**AIM OF THE TASK:**
Please continue the notes on the compiler's node types from their last sentence.

340 lines
13 KiB
Text
340 lines
13 KiB
Text
|
|
In the compiler `continuation' means a continuation that is a lambda node.
|
|
Non-lambda continuation arguments, such as the argument to a RETURN, are
|
|
not referred to as continuations (the argument isn't a continuation, it
|
|
is a variable that is bound to a continuation).
|
|
|
|
|
|
Every node has the following fields:
|
|
|
|
variant ; one of LITERAL, REFERENCE, LAMBDA, or CALL
|
|
parent ; parent node
|
|
index ; index of this node in parent, if parent is a call node
|
|
simplified? ; true if it has already been simplified; if this is #F
|
|
; then all of this node's ancestors must also be unsimplified
|
|
flag ; useful flag, all users must leave this is #F
|
|
|
|
|
|
Literal nodes:
|
|
|
|
value ; the value
|
|
type ; the type of the value (important for statically typed languages,
|
|
; not so useful for Scheme)
|
|
|
|
Reference nodes:
|
|
|
|
variable ; the referenced variable; the binder of the variable must be
|
|
; an ancestor of the reference node
|
|
|
|
Call nodes:
|
|
primop ; the primitive being called
|
|
args ; vector of argument nodes
|
|
exits ; the number of arguments that are continuations; the continuation
|
|
; arguments come before the non-continuation ones
|
|
source ; source info; used for error messages
|
|
|
|
Primops are either trivial or nontrivial. Trivial primops only return a value
|
|
and have no side effects. Calls to trivial primops never have continuation
|
|
arguments and are always arguments to other calls. Calls to nontrivial primops
|
|
may or may not have continuations and are always the body of a lambda node.
|
|
|
|
Lambda nodes:
|
|
|
|
type ; one of PROC, CONT, or JUMP (and maybe THROW at some point)
|
|
name ; symbol (for debugging)
|
|
id ; unique integer (for debugging)
|
|
body ; the call-node that is the body of the lambda
|
|
variables ; a list of variable records, with #Fs for ignored positions
|
|
source ; source info; used for error messages
|
|
protocol ; calling protocol from the source language
|
|
block ; for use during code generation
|
|
env ; for use when adding explicit environments
|
|
|
|
PROC's are general procedures. The first variable of a PROC will be bound
|
|
to the PROC's continuation.

**DATASET:**

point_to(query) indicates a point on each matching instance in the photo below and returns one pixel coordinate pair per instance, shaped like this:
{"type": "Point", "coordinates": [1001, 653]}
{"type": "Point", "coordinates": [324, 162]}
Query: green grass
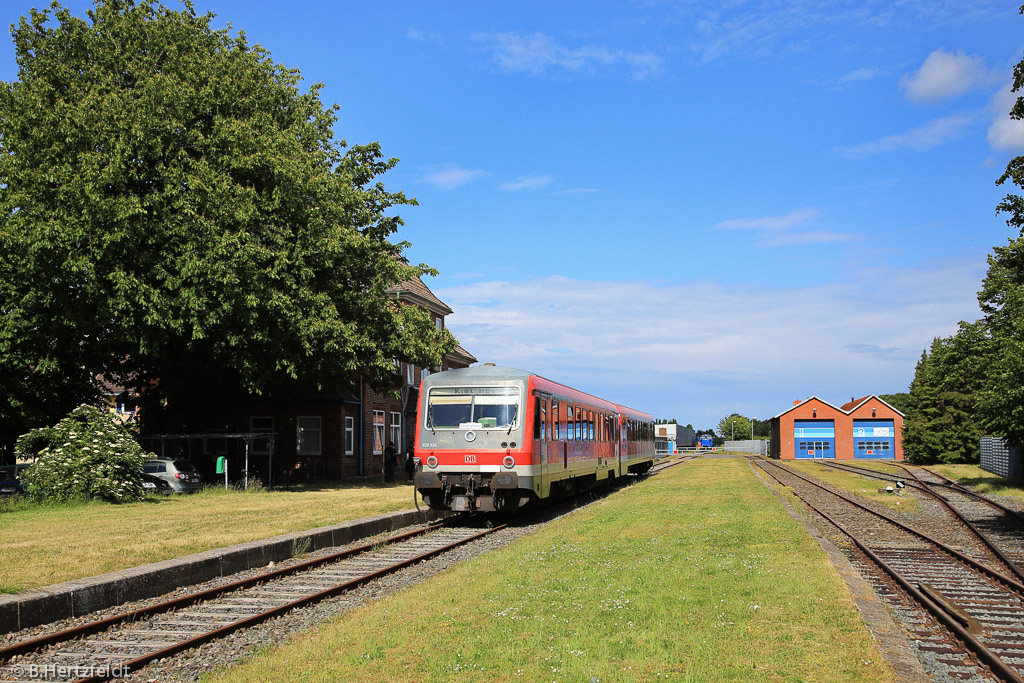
{"type": "Point", "coordinates": [48, 544]}
{"type": "Point", "coordinates": [696, 574]}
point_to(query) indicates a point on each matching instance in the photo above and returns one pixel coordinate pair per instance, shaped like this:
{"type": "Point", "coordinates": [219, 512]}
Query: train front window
{"type": "Point", "coordinates": [479, 408]}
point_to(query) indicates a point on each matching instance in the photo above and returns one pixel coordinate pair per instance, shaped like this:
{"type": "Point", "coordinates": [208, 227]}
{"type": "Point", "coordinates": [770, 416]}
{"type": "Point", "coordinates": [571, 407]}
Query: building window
{"type": "Point", "coordinates": [396, 429]}
{"type": "Point", "coordinates": [308, 436]}
{"type": "Point", "coordinates": [260, 424]}
{"type": "Point", "coordinates": [378, 432]}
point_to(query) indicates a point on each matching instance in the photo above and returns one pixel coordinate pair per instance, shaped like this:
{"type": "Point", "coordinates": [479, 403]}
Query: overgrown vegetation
{"type": "Point", "coordinates": [86, 456]}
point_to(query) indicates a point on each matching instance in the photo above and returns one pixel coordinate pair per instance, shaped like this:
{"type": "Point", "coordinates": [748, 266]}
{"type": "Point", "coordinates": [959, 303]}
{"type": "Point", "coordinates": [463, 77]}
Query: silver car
{"type": "Point", "coordinates": [180, 474]}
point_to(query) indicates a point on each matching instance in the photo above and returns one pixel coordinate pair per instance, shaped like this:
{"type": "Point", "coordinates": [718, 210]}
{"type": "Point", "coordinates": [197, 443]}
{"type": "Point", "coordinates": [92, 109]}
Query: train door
{"type": "Point", "coordinates": [613, 435]}
{"type": "Point", "coordinates": [545, 428]}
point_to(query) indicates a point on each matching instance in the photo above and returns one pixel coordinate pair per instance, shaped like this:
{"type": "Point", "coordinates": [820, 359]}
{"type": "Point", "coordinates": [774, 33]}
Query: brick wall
{"type": "Point", "coordinates": [783, 441]}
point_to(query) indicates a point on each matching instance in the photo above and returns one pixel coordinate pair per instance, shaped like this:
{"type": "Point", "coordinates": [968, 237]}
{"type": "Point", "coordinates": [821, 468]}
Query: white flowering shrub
{"type": "Point", "coordinates": [85, 456]}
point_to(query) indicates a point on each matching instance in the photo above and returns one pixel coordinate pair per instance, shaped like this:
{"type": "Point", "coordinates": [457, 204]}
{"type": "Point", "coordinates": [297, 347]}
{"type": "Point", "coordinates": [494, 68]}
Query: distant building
{"type": "Point", "coordinates": [864, 428]}
{"type": "Point", "coordinates": [670, 437]}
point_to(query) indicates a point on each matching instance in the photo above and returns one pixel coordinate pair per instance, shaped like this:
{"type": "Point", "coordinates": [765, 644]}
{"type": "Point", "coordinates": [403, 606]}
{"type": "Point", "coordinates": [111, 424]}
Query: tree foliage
{"type": "Point", "coordinates": [734, 427]}
{"type": "Point", "coordinates": [86, 456]}
{"type": "Point", "coordinates": [1001, 299]}
{"type": "Point", "coordinates": [901, 400]}
{"type": "Point", "coordinates": [942, 421]}
{"type": "Point", "coordinates": [177, 216]}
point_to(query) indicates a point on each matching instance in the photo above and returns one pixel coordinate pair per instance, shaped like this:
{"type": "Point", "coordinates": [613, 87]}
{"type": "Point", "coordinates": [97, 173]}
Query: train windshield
{"type": "Point", "coordinates": [479, 408]}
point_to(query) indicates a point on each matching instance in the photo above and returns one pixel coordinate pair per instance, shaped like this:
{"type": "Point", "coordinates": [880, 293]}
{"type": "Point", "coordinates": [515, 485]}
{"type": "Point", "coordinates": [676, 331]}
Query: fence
{"type": "Point", "coordinates": [1000, 459]}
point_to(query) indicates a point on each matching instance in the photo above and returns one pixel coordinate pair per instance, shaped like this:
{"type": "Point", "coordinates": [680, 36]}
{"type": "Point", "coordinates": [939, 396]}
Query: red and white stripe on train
{"type": "Point", "coordinates": [492, 438]}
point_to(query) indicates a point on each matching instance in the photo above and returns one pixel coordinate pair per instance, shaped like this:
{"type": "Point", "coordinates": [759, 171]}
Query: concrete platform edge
{"type": "Point", "coordinates": [81, 596]}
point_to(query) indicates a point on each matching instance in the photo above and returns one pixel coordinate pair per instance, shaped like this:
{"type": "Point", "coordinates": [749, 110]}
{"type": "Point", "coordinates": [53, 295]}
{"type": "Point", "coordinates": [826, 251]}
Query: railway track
{"type": "Point", "coordinates": [996, 526]}
{"type": "Point", "coordinates": [960, 603]}
{"type": "Point", "coordinates": [116, 646]}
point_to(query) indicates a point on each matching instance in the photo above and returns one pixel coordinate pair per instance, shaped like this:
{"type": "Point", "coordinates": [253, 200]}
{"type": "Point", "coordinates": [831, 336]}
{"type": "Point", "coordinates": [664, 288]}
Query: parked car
{"type": "Point", "coordinates": [154, 484]}
{"type": "Point", "coordinates": [179, 473]}
{"type": "Point", "coordinates": [9, 482]}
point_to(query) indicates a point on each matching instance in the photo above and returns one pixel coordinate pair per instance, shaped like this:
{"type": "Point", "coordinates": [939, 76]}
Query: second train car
{"type": "Point", "coordinates": [493, 438]}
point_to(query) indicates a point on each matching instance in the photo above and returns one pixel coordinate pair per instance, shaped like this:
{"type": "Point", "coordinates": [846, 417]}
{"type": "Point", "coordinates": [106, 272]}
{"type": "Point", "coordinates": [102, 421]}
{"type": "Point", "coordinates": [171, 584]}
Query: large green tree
{"type": "Point", "coordinates": [176, 215]}
{"type": "Point", "coordinates": [942, 421]}
{"type": "Point", "coordinates": [1001, 299]}
{"type": "Point", "coordinates": [735, 427]}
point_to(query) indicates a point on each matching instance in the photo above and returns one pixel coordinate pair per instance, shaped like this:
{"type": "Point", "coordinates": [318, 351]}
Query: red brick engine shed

**RESPONSE BELOW:**
|
|
|
|
CONT's are continuation arguments to calls.
|
|
|
|
JUMP's are continuations bound by LET or LETREC, whose calling points are
|
|
known, and which are created and called within a single PROC.
|
|
|
|
Variables:
|
|
|
|
name ; source code name for variable (used for debugging only)
|
|
id ; unique numeric identifier (used for debugging only)
|
|
type ; type of variable's value
|
|
binder ; LAMBDA node which binds this variable (or #F if none)
|
|
refs ; list of reference nodes n for which (REFERENCE-VARIABLE n)
|
|
; = this variable
|
|
flag ; useful slot, used by shapes, COPY-NODE, NODE->VECTOR, etc.
|
|
; all users must leave this is #F
|
|
flags ; list of various annotations, e.g. IGNORABLE
|
|
generate ; for whatever code generation wants
|
|
|
|
----------------------------------------------------------------
|
|
The node tree has a very regular lexical structure:
|
|
|
|
The body of every lambda node is a non-trivial call.
|
|
The parent of every non-trivial call is a lambda node.
|
|
Every CONT lambda is a continuation of a non-trivial call.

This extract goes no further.